[Extracted data entries]
........
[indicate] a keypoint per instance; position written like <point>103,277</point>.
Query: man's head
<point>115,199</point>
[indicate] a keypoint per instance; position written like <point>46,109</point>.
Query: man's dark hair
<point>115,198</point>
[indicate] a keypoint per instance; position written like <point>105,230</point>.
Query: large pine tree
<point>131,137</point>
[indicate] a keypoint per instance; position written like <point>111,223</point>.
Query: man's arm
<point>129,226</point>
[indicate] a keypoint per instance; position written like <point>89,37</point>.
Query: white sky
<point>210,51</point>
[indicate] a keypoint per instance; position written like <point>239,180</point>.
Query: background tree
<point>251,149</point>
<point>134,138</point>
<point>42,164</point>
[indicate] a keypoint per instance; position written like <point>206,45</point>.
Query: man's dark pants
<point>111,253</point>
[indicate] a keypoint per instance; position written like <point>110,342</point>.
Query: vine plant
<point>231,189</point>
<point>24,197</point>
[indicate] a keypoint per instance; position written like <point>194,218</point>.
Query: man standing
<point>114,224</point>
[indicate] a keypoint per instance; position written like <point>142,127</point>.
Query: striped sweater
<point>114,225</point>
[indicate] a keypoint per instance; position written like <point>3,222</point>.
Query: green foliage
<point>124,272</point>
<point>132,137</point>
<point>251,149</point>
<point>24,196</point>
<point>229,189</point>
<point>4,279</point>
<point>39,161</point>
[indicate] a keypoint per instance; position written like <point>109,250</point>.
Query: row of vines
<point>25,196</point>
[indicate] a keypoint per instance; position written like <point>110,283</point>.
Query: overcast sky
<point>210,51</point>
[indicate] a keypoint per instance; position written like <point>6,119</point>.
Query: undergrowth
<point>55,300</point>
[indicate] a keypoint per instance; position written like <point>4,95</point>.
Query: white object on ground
........
Above are the records; copy exactly the lines from the line with "written like <point>111,223</point>." through the line with "written like <point>3,222</point>.", both included.

[indicate] a keypoint per instance; position written like <point>111,223</point>.
Query: man's arm
<point>129,226</point>
[indicate] a keypoint per instance; position written like <point>89,37</point>.
Query: white sky
<point>210,51</point>
[indicate] a keypoint per instance; position written like <point>239,180</point>.
Query: background tree
<point>251,149</point>
<point>134,138</point>
<point>42,164</point>
[indicate] a keypoint per instance; position written like <point>206,45</point>.
Query: man's dark pants
<point>111,253</point>
[indicate] a keypoint per instance; position written like <point>110,342</point>.
Query: vine plant
<point>231,189</point>
<point>24,197</point>
[indicate] a keypoint per instance; position written like <point>194,218</point>.
Query: man standing
<point>114,224</point>
[indicate] a keypoint per instance; position written like <point>142,127</point>.
Query: striped sweater
<point>114,225</point>
[indicate] a keypoint per instance; position written like <point>3,222</point>.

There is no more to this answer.